▸ **TASK PROMPT**:
Pick out all lines of the entries that include the word "below" and copy them.

Data records
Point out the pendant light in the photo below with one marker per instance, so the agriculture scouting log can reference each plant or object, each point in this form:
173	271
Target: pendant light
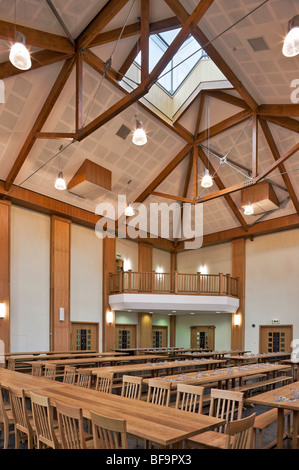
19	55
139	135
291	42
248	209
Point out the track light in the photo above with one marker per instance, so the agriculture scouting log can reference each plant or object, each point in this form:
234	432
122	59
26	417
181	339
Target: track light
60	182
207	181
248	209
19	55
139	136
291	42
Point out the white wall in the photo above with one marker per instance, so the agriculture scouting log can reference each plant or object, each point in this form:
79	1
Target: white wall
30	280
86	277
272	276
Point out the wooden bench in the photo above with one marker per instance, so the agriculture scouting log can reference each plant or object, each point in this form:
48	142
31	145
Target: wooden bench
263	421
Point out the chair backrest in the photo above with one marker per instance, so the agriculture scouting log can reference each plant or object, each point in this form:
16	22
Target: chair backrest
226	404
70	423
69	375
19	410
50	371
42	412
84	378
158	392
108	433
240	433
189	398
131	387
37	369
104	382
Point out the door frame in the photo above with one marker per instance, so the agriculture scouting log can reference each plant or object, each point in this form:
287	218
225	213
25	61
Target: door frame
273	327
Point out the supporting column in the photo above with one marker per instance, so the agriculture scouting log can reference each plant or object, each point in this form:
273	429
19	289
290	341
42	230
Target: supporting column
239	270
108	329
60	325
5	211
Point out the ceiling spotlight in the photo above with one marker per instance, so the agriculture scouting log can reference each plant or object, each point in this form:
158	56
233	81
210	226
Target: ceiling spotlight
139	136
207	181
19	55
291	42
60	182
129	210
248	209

--

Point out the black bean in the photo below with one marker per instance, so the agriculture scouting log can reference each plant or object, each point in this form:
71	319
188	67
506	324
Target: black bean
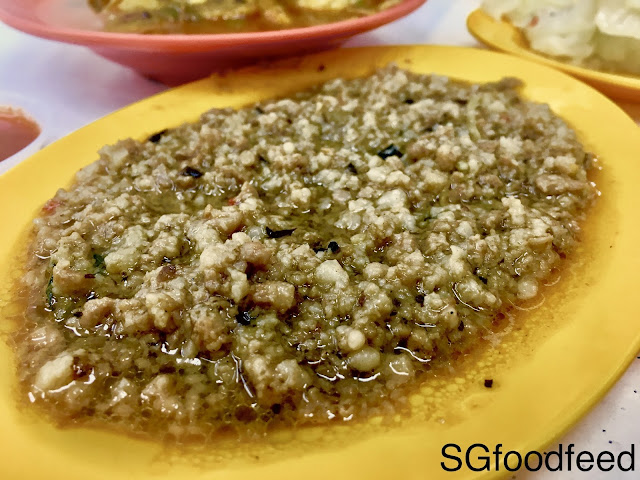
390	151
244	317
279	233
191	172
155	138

▸ **TASK SOLUTION**:
Point out the pendant light in the photo below with one marker per instance, so the agriculture scouting log can reference each plant or object, each point in this form:
Point out the black bean in the photo below with one marker per instance, so the agriculture scouting log can reference each plant or object, each point in this form:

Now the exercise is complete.